((
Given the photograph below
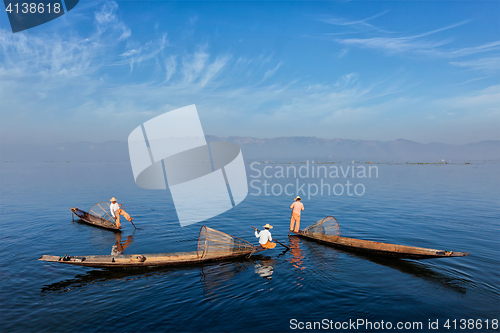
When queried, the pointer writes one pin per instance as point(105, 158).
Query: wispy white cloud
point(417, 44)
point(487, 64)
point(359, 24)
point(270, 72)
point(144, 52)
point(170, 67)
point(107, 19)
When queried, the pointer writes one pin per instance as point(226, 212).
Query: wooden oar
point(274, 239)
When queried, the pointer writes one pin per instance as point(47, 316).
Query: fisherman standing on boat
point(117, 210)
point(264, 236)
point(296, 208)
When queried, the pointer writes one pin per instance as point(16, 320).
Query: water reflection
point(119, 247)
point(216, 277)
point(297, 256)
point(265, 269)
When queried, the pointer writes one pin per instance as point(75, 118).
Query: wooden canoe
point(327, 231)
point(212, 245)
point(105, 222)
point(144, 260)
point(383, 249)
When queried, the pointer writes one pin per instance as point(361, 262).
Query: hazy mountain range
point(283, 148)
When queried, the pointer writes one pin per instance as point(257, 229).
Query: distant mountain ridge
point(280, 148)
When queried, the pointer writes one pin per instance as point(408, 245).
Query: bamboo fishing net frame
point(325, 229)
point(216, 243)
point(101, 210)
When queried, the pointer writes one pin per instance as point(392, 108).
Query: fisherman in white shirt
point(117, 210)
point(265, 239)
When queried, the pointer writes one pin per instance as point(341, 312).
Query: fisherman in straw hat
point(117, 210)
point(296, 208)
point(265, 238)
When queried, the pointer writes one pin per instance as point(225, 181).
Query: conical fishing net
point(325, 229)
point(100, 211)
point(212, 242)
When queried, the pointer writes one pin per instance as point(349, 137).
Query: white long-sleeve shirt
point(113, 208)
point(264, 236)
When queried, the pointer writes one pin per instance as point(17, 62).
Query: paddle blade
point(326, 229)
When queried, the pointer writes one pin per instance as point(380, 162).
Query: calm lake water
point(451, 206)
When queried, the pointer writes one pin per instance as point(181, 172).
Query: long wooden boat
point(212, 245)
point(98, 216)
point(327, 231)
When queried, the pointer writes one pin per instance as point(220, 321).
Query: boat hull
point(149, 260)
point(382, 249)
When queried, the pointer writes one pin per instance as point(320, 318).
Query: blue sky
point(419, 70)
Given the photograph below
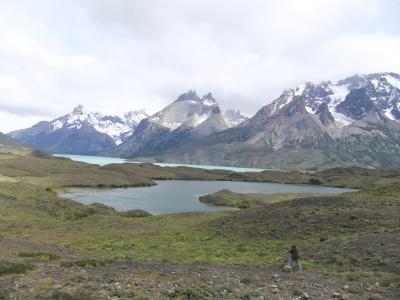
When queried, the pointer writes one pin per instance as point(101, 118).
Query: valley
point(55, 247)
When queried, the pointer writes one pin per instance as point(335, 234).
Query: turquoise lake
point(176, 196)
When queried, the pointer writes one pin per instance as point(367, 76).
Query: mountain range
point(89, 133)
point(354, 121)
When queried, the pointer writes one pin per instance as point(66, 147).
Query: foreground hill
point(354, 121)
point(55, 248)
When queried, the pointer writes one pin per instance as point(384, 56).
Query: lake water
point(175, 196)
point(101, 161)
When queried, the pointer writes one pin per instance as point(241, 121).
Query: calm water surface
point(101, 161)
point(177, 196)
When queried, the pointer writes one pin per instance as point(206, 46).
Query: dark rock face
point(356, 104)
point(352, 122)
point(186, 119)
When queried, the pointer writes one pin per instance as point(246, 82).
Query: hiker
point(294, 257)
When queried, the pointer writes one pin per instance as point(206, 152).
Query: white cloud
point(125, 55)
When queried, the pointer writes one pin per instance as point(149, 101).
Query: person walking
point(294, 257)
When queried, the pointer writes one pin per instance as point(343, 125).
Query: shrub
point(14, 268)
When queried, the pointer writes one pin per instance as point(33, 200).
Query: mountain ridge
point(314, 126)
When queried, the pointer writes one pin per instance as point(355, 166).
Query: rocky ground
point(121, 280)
))
((
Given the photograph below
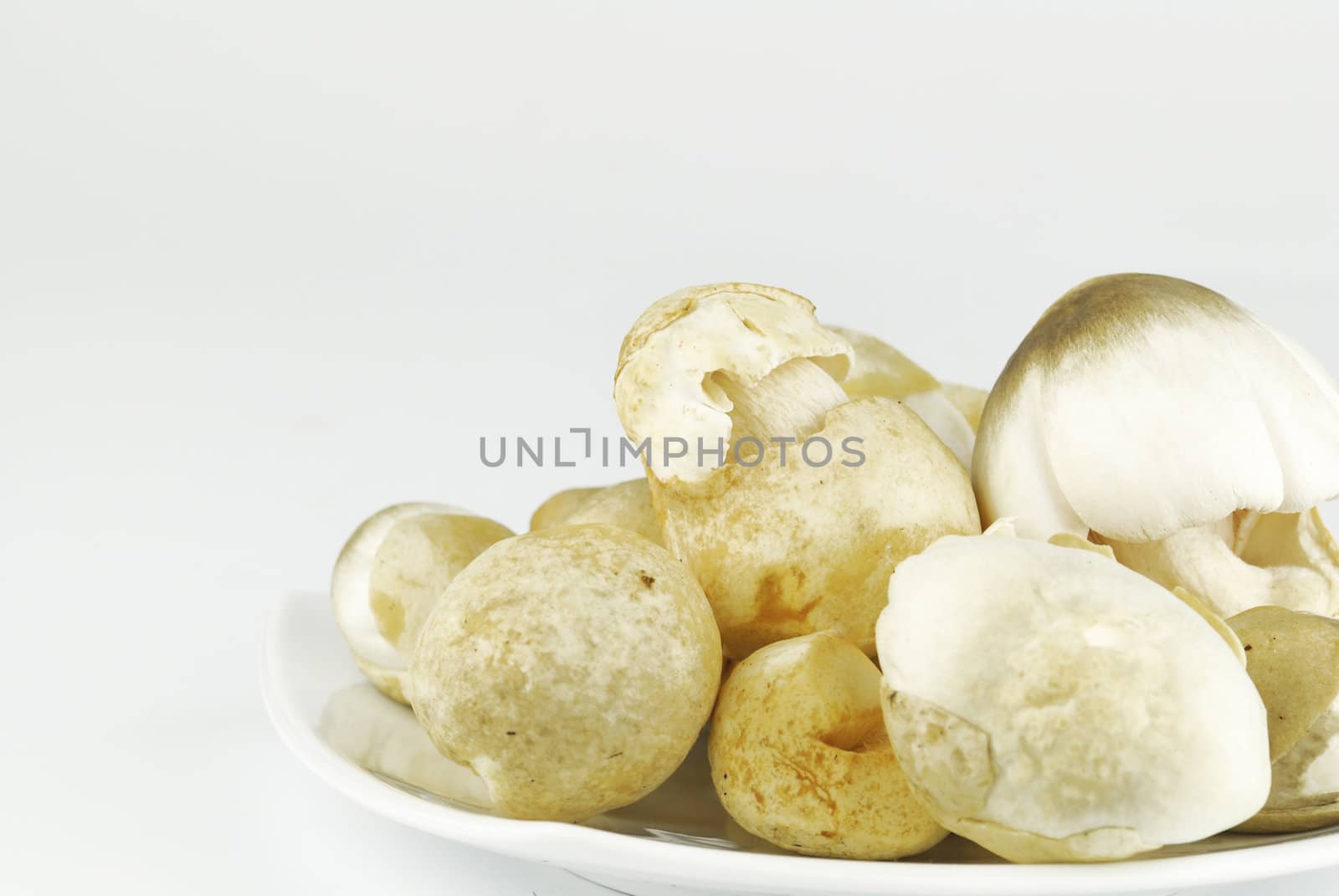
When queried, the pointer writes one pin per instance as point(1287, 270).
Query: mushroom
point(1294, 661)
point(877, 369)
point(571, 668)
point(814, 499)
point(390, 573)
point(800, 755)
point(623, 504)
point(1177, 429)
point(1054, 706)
))
- The problem -
Among the entries above, the lines between the ones containing "Query: foreground hill" and "as point(206, 46).", inclusive, are to be transcribed exactly. No other line is to be given.

- Response area -
Query: foreground hill
point(354, 121)
point(55, 248)
When queried, the pointer writes one pin per instance as point(384, 56).
Query: lake water
point(175, 196)
point(101, 161)
When queried, the pointer writes one pin per instance as point(241, 121).
Query: calm water surface
point(101, 161)
point(177, 196)
When queried, the pointer writes one pin per instance as point(206, 46).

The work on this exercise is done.